* **Page**
----

Si je ne me trompe pas, tu brûles d’envie que quelqu’un te parle, directement à toi, sans bullshit et sans cette galanterie cheap qu’offre l’option impersonnelle de vouvoyer les autres.

C’est ce que m’a fait réaliser David Desjardins il y a longtemps dans son billet intitulé Un homme heureux. Même si je n’ai pas d’enfant, je résonnais avec lui à chacune des phrases qu’il partageait avec moi, son lecteur. Dès la première ligne « Ça te pogne de même, sans avertir. », j'ai senti que David voulait partager quelque chose avec moi.

Mon intention profonde est de connecter avec toi, d’écrire des textes qui te donnent le goût de lire la prochaine phrase pour qu’au final, tu aies appris quelque chose durant ta propre quête.

Crois-moi Lekt, ce n’est pas de la lâcheté, mais plutôt de l’humanisme. Simplement un humain qui s’adresse à un autre.

C’est un des grands dilemmes de la langue française. Nous voulons tous être plus connectés aux autres, être plus près de la vérité, de paroles authentiques et loin des apparences, loin de propos génériques. Pourtant, on place de belles clôtures d’ivoire à tous les « vous » que l’on prononce, à tous les « vous » que l’on accepte des autres.

Nous préférons la matière première, le brut et l'imparfait à ce qui est poli et sans failles. C'est bien pour cette raison que nous apprécions entendre des performances musicales en direct même si elles sonnent moins bien qu'en studio.

----

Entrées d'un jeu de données

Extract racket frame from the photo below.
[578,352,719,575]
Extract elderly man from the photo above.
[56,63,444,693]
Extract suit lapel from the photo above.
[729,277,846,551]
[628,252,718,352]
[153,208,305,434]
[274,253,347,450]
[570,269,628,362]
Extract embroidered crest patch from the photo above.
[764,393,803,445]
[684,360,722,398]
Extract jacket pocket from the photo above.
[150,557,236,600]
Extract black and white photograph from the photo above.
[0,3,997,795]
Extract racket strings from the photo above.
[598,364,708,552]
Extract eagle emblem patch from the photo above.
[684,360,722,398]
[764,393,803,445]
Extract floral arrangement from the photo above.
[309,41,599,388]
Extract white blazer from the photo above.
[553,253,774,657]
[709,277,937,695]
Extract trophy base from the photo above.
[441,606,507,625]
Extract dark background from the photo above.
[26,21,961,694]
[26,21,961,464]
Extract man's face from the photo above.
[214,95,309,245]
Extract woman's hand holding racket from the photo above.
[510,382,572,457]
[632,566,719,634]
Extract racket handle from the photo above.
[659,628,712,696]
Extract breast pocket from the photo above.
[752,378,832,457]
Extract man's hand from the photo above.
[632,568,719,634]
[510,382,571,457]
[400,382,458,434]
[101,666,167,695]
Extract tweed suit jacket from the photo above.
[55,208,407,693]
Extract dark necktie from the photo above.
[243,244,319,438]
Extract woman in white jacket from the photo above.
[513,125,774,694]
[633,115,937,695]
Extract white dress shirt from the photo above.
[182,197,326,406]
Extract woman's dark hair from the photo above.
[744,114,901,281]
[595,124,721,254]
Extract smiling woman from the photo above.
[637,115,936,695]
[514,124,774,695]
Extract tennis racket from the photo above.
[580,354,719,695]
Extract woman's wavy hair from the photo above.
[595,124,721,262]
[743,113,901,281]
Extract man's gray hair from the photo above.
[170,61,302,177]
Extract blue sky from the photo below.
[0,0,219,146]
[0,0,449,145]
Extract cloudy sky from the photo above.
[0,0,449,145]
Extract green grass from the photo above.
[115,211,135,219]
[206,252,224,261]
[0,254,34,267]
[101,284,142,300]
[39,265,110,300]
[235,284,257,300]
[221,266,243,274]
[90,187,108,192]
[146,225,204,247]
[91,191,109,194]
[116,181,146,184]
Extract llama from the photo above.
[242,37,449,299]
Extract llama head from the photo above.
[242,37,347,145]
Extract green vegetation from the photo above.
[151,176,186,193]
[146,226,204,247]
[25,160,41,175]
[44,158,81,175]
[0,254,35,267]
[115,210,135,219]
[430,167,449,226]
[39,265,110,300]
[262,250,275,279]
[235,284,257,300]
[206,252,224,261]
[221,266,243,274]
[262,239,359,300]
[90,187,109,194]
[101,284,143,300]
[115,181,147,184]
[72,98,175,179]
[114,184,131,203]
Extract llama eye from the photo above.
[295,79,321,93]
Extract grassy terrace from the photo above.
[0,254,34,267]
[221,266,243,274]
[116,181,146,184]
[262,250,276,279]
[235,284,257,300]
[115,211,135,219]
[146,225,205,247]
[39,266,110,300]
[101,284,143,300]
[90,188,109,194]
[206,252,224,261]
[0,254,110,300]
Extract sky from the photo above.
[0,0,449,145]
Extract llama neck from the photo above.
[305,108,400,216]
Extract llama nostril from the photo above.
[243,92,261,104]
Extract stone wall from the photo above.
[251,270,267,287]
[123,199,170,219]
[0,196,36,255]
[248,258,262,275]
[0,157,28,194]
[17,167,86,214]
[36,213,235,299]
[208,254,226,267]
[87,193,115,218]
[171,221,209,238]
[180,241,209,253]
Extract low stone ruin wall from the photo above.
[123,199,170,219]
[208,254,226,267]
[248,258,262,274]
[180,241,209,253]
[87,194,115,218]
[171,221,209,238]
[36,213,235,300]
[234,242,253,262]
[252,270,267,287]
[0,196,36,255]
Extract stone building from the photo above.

----

Recopiez en entier le texte sur le tutoiement, sans y changer un seul mot ni signe.

Si je ne me trompe pas, tu brûles d’envie que quelqu’un te parle, directement à toi, sans bullshit et sans cette galanterie cheap qu’offre l’option impersonnelle de vouvoyer les autres.

C’est ce que m’a fait réaliser David Desjardins il y a longtemps dans son billet intitulé Un homme heureux. Même si je n’ai pas d’enfant, je résonnais avec lui à chacune des phrases qu’il partageait avec moi, son lecteur. Dès la première ligne « Ça te pogne de même, sans avertir. », j'ai senti que David voulait partager quelque chose avec moi.

Mon intention profonde est de connecter avec toi, d’écrire des textes qui te donnent le goût de lire la prochaine phrase pour qu’au final, tu aies appris quelque chose durant ta propre quête.

Crois-moi Lekt, ce n’est pas de la lâcheté, mais plutôt de l’humanisme. Simplement un humain qui s’adresse à un autre.

C’est un des grands dilemmes de la langue française. Nous voulons tous être plus connectés aux autres, être plus près de la vérité, de paroles authentiques et loin des apparences, loin de propos génériques. Pourtant, on place de belles clôtures d’ivoire à tous les « vous » que l’on prononce, à tous les « vous » que l’on accepte des autres.

Nous préférons la matière première, le brut et l'imparfait à ce qui est poli et sans failles. C'est bien pour cette raison que nous apprécions entendre des performances musicales en direct même si elles sonnent moins bien qu'en studio.